# [Request]
Reproduce the listing below line for line, keeping every character unchanged.

# [Stored data]
--------------------------------
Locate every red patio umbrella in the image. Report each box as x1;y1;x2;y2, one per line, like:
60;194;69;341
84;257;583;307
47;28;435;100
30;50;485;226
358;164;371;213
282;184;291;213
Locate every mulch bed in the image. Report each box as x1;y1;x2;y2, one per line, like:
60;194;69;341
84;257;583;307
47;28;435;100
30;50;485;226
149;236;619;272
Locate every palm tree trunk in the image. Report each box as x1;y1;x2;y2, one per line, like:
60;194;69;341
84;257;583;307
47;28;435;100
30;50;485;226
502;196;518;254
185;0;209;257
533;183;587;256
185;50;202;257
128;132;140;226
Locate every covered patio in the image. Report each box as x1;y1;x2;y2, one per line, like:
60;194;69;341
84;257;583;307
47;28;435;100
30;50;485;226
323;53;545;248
--------------------------------
# [Full answer]
Locate every red patio umbrella in the image. Report each box as x1;y1;x2;y2, one per line, like:
60;194;69;341
84;257;583;307
47;28;435;100
30;50;485;226
358;164;371;213
282;184;291;213
Locate every mulch bed in the image. Report each box as x1;y1;x2;y2, one per line, like:
60;194;69;341
84;257;583;307
47;28;435;100
30;50;485;226
149;236;619;272
Locate every palm tree trunk in the image. Report each box as x1;y1;x2;y2, one per line, like:
60;194;69;341
84;257;583;307
47;28;435;100
30;50;485;226
502;196;518;254
185;0;209;257
533;183;587;256
185;50;202;257
128;132;140;226
Locate every covered patio in the image. Report each box as x1;y1;x2;y2, one per line, like:
60;194;69;341
84;257;583;307
47;28;435;100
30;50;485;226
323;53;545;248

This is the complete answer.